A run of data

***

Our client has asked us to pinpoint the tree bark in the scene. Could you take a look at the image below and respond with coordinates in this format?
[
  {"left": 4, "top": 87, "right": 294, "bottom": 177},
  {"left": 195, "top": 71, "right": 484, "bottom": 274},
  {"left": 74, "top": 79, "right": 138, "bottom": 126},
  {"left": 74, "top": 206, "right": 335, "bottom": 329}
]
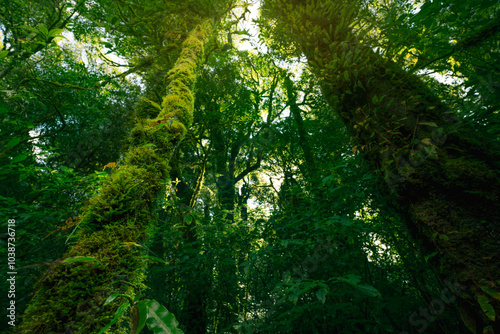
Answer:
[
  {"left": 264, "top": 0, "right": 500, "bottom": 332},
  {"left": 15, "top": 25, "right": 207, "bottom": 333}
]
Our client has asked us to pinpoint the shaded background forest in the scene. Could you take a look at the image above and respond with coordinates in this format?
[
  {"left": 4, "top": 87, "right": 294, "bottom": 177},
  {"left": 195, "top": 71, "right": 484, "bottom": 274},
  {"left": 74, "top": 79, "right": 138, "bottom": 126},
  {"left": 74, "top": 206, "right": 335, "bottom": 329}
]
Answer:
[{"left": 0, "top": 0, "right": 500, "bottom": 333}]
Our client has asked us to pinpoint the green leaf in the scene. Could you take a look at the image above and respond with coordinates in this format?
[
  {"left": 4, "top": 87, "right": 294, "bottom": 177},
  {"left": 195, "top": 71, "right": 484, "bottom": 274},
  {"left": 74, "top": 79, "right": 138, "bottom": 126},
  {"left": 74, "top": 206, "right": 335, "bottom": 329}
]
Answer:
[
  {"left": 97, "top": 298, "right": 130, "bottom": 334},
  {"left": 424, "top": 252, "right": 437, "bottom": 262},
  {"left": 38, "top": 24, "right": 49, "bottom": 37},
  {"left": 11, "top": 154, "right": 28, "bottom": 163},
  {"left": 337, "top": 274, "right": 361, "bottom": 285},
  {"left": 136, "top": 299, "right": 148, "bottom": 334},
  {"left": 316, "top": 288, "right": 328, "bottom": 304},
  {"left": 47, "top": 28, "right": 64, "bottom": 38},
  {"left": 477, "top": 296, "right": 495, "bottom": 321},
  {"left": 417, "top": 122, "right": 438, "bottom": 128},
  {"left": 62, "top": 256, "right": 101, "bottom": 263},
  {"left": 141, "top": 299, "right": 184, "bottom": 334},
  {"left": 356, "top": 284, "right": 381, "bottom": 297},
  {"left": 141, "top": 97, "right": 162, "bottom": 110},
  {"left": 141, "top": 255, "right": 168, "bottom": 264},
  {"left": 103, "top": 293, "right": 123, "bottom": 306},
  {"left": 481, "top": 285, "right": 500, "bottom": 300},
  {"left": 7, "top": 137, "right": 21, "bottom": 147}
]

***

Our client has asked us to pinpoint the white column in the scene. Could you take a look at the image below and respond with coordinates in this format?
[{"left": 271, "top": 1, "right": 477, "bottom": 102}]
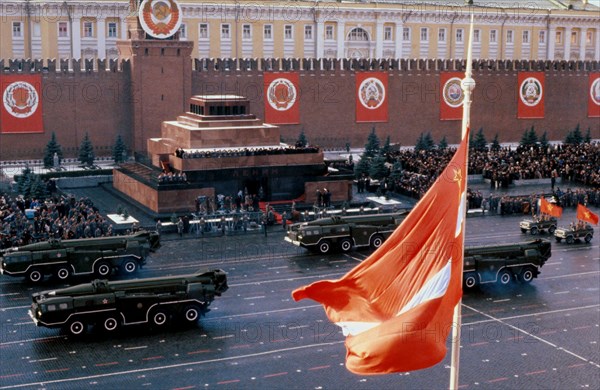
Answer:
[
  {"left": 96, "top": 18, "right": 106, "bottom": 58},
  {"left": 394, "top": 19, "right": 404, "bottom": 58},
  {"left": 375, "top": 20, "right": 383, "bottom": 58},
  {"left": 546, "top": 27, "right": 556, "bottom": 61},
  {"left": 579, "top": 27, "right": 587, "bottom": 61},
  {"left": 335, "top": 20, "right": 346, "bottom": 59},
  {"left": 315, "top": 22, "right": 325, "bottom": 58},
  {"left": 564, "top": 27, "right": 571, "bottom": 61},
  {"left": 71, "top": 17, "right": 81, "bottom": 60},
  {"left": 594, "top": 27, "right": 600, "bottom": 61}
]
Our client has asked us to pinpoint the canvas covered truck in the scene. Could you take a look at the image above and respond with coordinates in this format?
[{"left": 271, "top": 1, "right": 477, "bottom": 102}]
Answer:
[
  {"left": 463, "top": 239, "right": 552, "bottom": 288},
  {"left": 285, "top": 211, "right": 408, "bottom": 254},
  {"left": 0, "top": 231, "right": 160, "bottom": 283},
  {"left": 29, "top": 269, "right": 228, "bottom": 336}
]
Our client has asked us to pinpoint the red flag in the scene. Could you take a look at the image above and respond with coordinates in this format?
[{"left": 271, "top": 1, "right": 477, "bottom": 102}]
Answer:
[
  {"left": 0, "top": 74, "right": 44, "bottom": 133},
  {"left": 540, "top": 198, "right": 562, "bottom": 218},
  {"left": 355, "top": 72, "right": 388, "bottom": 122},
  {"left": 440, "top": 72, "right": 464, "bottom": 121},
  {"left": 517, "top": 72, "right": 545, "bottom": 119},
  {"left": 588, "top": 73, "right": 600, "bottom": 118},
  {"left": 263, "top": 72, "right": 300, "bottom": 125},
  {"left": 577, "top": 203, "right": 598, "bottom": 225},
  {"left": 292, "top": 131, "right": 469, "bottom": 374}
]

***

DESCRIPTION OF THE TASK >>
List every line of the data above that contains the string "asked", matching case exactly.

WORKED SOLUTION >>
Our client has asked us to pinpoint the tree bark in the scene. Could you take a look at the image below and respond with coordinates in this format?
Our client has asked us to pinpoint the shaded background forest in the scene. Could you take a look at the image above and respond with coordinates in this format?
Our client has asked us to pinpoint the green leaf in the scene. Could you take a look at the image above and respond with coordinates in this format?
Our client has asked us to pinpoint the white column in the scene. Could you take a look at the image below and respond with coordinates in this format?
Our client has asked us to pinpoint the canvas covered truck in the scene. Could you take a look at the image above and respond with coordinates in this format?
Our client has asked us to pinpoint the red flag in the scene. Could you take a look at the image above and respond with coordinates in this format?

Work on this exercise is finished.